WHAT YOU ARE ASKED TO DO: For the entries below, report every line that includes the word "chest".

= Beginning of Section =

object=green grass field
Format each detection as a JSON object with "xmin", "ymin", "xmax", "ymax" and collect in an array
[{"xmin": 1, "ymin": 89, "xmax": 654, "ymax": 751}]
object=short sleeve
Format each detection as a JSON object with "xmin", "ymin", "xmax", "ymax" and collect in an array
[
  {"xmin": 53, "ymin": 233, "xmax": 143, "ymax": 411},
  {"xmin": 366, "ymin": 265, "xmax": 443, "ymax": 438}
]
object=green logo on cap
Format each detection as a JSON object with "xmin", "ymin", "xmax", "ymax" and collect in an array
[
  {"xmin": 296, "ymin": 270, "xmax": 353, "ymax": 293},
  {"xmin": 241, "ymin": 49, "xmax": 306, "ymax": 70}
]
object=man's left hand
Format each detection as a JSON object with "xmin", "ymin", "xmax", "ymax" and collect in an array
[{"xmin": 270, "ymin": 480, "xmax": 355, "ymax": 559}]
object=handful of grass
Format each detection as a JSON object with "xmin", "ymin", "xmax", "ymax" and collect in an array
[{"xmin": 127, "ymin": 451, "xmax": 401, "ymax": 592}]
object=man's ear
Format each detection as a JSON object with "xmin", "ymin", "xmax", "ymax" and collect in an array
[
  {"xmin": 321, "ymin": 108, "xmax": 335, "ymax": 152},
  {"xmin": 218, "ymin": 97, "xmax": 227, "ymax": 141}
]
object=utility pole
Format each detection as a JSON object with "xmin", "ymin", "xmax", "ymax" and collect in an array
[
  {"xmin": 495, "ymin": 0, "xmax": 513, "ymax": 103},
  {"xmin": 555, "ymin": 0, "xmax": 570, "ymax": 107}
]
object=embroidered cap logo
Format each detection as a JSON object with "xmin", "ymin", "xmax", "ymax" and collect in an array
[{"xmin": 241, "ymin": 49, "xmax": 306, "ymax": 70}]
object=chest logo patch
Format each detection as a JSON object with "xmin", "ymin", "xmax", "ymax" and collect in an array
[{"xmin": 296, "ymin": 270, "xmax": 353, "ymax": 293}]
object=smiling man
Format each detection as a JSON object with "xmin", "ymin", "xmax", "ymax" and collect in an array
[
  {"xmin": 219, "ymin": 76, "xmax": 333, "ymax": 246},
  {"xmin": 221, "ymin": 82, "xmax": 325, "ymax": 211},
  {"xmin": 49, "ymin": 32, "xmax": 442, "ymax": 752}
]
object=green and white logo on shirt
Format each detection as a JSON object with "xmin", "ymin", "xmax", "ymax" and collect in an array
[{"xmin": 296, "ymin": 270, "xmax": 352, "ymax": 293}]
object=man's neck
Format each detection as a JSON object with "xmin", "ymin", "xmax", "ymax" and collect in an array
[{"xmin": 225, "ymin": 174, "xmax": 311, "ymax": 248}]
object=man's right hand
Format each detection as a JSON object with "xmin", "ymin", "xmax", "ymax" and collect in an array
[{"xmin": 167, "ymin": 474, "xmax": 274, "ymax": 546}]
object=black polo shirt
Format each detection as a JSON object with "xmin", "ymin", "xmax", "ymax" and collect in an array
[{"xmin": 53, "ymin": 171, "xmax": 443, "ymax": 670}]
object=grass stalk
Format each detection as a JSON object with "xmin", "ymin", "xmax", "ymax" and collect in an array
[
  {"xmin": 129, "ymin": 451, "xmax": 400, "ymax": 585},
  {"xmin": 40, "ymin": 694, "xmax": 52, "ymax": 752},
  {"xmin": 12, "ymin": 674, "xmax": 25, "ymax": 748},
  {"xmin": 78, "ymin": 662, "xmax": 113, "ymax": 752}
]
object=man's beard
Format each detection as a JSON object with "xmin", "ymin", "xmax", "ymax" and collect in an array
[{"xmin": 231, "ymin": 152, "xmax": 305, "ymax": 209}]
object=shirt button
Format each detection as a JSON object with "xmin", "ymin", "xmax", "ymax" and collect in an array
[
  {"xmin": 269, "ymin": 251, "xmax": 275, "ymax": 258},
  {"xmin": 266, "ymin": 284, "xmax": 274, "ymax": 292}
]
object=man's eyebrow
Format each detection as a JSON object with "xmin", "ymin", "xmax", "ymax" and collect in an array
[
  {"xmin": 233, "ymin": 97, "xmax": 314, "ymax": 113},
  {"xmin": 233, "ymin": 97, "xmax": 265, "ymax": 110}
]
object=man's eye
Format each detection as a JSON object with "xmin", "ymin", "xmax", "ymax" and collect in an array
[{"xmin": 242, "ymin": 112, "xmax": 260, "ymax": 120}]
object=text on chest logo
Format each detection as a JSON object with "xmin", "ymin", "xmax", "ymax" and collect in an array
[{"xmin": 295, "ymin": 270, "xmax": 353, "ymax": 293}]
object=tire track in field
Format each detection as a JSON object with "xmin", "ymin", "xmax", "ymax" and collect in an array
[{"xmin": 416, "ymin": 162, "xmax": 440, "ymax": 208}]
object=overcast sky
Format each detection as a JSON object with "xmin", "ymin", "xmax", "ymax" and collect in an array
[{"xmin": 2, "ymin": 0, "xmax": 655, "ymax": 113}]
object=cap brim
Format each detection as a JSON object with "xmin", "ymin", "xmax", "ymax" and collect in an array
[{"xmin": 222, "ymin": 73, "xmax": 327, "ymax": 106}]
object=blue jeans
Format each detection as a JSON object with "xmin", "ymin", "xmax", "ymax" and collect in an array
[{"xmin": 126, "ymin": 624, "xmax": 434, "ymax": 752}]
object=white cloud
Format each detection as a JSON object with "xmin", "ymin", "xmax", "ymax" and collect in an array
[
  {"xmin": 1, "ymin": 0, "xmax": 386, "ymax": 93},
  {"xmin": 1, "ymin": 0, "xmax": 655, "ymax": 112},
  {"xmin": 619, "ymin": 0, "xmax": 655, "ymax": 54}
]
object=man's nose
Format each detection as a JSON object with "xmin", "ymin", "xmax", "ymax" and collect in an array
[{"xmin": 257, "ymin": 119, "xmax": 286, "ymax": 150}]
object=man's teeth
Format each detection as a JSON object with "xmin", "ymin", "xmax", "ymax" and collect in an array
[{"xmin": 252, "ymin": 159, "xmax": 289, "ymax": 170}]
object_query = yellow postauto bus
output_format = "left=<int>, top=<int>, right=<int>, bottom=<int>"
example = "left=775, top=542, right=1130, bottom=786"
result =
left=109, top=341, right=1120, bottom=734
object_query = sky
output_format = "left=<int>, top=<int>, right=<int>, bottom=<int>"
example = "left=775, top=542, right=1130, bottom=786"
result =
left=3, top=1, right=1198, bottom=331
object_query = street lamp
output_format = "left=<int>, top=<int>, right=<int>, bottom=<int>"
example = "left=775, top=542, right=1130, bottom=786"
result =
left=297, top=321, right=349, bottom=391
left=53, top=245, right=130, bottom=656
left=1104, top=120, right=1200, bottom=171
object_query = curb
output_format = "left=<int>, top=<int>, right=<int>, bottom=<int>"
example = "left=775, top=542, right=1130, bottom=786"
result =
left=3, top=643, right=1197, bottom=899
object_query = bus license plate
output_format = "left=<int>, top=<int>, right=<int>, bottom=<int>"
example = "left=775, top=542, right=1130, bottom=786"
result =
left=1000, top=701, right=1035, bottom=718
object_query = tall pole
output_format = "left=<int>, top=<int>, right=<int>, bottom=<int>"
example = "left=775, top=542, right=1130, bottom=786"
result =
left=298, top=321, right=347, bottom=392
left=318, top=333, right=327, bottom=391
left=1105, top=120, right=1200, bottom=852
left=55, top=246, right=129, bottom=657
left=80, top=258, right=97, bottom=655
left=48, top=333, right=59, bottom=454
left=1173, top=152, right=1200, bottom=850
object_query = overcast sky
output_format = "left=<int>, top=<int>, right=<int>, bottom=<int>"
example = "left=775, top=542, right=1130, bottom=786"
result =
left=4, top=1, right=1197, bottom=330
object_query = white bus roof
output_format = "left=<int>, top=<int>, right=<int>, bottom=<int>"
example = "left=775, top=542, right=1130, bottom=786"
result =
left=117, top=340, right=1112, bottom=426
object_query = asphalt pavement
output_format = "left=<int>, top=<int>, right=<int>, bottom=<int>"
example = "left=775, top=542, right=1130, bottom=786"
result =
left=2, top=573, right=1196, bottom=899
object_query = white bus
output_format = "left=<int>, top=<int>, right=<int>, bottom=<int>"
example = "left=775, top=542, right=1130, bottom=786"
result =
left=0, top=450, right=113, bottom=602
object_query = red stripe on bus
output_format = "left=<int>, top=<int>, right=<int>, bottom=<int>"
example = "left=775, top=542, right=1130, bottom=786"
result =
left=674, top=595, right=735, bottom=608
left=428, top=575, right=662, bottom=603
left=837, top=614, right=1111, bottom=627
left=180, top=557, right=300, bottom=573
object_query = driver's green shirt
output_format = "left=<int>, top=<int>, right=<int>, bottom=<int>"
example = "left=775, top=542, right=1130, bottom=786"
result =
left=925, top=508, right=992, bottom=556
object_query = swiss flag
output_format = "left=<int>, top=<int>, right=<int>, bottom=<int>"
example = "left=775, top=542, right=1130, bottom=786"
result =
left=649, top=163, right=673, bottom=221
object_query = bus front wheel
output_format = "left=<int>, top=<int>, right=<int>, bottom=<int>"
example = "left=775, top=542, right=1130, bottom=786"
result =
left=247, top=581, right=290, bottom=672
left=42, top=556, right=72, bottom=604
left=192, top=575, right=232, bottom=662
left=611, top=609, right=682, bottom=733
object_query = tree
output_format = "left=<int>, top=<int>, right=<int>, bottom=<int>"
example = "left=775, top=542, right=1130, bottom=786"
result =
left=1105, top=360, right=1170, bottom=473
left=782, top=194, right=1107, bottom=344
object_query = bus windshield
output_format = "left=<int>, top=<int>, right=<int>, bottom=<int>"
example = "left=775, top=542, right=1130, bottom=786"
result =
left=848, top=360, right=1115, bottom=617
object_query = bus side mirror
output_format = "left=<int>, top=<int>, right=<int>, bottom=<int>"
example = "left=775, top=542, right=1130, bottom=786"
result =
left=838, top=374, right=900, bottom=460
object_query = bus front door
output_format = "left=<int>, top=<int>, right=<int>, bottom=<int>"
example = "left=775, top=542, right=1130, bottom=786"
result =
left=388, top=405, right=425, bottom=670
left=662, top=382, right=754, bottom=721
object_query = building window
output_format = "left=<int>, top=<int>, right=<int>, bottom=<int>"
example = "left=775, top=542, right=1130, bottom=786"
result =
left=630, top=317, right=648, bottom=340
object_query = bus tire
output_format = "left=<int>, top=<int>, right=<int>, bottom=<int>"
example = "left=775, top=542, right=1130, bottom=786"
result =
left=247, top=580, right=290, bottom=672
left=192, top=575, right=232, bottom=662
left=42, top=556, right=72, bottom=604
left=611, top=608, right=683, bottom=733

= End of Section =

WRITTEN SOLUTION:
object=chest logo patch
object=text on chest logo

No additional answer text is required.